** Task description **
Render the stretch of the listing below, from the line that contains "Trace the outline of every instance of the girl" through the line that contains "Give the mask of the girl in purple dress.", both included, as a Markdown table with the columns Row and Line. Give each line its own numbered row and leave out blank lines.

- - - - - - -

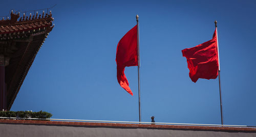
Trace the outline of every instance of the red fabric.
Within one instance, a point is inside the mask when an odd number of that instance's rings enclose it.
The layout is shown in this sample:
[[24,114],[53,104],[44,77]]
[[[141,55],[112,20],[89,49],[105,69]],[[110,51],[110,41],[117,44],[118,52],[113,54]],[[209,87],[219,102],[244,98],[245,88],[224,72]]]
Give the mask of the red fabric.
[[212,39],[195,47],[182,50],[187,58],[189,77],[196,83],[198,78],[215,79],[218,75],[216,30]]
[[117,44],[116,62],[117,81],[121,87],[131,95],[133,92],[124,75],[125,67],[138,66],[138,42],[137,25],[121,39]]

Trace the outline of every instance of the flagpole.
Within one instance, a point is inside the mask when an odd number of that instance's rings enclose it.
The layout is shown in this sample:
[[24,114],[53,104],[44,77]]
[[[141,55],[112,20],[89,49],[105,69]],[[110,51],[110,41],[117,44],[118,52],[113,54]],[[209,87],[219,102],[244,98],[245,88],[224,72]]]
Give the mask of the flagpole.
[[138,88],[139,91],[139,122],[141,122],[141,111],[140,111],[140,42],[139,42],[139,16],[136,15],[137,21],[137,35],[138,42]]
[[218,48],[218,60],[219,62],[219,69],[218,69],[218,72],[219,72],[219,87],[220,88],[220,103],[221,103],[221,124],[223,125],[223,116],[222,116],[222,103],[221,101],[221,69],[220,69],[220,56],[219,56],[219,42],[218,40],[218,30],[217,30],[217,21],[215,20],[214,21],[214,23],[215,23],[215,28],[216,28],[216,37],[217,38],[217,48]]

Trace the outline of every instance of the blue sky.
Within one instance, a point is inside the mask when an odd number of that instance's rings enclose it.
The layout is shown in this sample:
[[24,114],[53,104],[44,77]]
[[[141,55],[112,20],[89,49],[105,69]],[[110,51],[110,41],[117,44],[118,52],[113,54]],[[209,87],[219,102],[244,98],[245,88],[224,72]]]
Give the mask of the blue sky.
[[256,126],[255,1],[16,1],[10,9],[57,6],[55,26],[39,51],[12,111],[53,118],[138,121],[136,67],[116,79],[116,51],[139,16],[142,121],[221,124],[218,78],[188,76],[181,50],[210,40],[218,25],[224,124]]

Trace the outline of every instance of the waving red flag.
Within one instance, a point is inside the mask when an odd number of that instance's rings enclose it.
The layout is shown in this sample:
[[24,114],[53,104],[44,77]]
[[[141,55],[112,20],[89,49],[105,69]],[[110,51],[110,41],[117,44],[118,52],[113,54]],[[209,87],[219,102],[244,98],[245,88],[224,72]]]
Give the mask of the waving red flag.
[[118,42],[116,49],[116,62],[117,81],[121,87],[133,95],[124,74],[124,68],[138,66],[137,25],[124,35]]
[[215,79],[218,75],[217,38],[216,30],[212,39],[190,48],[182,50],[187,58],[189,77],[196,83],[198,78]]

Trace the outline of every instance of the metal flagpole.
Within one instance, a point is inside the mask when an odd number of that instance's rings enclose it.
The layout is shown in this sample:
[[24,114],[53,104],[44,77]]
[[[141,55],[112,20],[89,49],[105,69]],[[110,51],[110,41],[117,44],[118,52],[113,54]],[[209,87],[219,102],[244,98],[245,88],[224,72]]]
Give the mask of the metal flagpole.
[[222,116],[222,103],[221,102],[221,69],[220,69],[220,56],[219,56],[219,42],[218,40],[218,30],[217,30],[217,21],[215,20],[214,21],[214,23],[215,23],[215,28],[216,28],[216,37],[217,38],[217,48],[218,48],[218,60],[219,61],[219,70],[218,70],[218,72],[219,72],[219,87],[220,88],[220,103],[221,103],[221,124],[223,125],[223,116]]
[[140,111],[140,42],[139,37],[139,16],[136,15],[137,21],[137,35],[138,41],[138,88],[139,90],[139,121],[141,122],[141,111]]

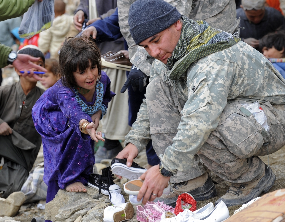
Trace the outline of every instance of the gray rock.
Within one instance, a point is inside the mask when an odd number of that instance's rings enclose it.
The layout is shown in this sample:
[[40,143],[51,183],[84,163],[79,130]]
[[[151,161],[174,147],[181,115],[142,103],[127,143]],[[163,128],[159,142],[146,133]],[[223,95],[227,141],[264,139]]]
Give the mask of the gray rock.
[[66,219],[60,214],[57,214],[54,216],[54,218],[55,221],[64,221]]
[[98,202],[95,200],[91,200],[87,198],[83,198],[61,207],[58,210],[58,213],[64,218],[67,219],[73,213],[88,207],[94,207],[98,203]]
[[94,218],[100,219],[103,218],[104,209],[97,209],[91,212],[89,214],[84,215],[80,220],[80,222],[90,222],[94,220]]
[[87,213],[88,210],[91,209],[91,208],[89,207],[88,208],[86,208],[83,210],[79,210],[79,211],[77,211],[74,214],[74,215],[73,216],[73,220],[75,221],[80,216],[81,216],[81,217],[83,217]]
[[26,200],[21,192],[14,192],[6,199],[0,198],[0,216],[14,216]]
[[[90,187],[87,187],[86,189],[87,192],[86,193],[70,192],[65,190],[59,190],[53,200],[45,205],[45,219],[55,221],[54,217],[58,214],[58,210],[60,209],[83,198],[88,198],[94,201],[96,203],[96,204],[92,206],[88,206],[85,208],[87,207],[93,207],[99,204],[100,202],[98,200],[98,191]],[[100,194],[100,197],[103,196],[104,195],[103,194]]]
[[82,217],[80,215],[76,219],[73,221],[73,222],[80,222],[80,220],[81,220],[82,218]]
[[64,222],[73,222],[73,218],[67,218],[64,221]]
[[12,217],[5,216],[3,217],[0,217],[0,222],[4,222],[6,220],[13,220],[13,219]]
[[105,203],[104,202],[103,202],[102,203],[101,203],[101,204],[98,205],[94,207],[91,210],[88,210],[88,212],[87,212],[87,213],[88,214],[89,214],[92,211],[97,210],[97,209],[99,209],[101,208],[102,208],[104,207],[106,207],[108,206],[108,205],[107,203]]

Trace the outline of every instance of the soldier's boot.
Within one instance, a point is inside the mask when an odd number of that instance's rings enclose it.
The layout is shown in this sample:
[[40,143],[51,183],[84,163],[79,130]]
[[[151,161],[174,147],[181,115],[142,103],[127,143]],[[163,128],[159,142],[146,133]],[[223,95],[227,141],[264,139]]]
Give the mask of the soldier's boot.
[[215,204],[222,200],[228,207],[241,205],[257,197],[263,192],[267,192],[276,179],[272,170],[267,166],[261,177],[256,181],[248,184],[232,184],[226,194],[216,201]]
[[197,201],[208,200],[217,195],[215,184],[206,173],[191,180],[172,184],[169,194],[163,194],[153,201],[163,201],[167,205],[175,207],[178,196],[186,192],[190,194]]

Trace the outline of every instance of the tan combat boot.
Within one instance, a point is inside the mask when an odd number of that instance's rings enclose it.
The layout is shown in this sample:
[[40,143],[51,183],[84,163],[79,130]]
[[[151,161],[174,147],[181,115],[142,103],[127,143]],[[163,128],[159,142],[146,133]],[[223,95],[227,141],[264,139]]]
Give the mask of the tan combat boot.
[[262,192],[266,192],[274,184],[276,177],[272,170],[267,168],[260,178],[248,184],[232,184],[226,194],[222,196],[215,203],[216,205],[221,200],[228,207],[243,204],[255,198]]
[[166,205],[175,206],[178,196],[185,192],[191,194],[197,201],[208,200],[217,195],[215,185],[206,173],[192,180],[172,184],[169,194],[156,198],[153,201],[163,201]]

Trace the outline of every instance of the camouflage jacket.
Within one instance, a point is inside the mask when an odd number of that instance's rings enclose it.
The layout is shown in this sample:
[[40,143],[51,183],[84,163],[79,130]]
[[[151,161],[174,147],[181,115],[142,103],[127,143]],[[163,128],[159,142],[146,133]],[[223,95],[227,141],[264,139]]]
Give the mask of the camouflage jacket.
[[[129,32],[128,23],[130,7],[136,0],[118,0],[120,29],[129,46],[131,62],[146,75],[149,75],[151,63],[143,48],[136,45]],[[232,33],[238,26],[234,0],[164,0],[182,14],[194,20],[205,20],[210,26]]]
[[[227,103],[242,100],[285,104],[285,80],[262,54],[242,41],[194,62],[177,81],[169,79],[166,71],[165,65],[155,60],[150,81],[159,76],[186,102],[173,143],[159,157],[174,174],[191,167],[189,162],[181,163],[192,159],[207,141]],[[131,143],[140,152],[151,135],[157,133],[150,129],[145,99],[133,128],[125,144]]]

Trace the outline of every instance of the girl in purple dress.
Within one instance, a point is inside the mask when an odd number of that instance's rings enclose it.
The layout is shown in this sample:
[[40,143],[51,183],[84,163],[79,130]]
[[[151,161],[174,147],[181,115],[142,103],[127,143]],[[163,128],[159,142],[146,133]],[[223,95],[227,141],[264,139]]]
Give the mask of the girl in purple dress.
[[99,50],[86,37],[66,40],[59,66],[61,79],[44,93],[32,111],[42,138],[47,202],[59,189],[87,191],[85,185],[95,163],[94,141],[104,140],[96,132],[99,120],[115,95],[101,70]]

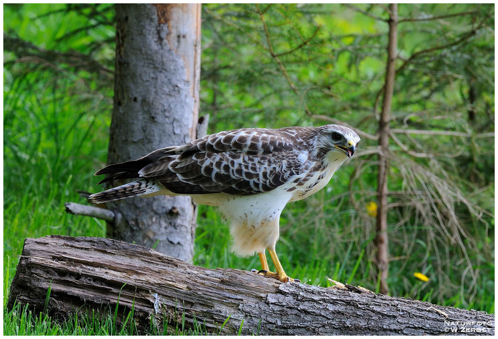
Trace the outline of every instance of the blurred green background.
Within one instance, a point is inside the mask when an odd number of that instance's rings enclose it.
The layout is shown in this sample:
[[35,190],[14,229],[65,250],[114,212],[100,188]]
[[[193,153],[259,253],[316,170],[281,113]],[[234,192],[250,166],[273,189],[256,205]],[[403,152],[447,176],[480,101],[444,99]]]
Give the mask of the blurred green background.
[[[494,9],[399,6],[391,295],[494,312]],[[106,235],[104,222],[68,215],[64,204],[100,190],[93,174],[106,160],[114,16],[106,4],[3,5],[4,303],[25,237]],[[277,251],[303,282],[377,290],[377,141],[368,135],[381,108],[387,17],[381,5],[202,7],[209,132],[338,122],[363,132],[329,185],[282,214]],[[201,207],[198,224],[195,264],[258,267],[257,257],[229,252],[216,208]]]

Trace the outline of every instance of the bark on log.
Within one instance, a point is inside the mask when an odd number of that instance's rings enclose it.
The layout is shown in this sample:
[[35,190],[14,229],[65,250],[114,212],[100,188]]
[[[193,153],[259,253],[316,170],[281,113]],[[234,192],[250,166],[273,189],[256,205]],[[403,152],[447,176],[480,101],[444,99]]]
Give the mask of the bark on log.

- - - - - - -

** Finished exercise **
| Row | Line |
|---|---|
| 1 | Trace the outline of every instance of the girl in purple dress. |
| 2 | Within one instance, a point is inside the mask when an odd number of that instance's rings enclose it. |
| 3 | The layout is shown in this sample: |
| 4 | [[40,143],[51,183],[84,163],[79,130]] |
| 5 | [[[151,161],[174,147],[181,115],[142,103],[127,143]],[[163,128],[159,142],[146,133]],[[223,95],[227,141],[264,139]]] |
| 6 | Give the mask of the girl in purple dress. |